+++ DOCUMENT EXCERPT +++

At length, however, the action brought by the family of the Rohans, to invalidate the testament of the Duc de Bourbon in favour of the Duc d'Aumale, was tried. Few trials excited more interest. The veil which covered the details of the event was half drawn aside. M. Hennequin, in a speech full of striking facts and inferences, presented a picture of the violences and artifices by which the old Duc de Bourbon was hurried into consent to the will. In the well known sentiments of the prince, M. Hennequin saw the proof that the testament was not his real wish, but had been forced from him; and in the impossibility of suicide, he saw the proof of assassination. The younger M. Dupin replied with great dexterity. But it was remarked and commented on at the time, that he replied to precise facts and formal accusations with vague recriminations and tortuous explanations. He pretended that this action was nothing but a plot laid by the legitimistes; an attempt at vengeance; which he called upon all friends of the revolution of 1830 to resent. The interest of the legiti mistes in the affair was evident; but to combat an imposing mass of testimony something more than a vehement appeal to the recollections of July was necessary. The Rohans lost their cause before the jury: but, right or wrong, do not seem altogether to have lost it before the tribunal of public opinion.

+++

= WHAT IS BEING ASKED =
In the passage on the Duc de Bourbon will trial, who replied to M. Hennequin's speech?

+++ EXCERPTED RECORDS +++

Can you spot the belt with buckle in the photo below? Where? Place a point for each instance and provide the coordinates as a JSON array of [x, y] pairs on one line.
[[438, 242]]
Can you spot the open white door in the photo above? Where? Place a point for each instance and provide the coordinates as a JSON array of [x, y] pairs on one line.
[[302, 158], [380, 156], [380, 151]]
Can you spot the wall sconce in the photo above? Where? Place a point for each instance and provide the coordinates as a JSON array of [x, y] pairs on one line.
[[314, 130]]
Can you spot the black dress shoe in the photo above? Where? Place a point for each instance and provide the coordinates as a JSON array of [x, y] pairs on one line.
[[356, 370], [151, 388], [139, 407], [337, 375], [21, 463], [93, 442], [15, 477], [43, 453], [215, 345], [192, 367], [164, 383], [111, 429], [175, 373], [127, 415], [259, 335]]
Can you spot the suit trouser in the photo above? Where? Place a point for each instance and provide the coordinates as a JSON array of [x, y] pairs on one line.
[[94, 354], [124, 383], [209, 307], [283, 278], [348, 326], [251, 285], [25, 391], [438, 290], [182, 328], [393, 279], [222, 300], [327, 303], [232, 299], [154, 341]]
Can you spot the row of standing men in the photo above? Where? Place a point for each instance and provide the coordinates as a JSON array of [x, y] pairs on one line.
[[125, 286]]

+++

= FINISHED TASK =
The younger M. Dupin.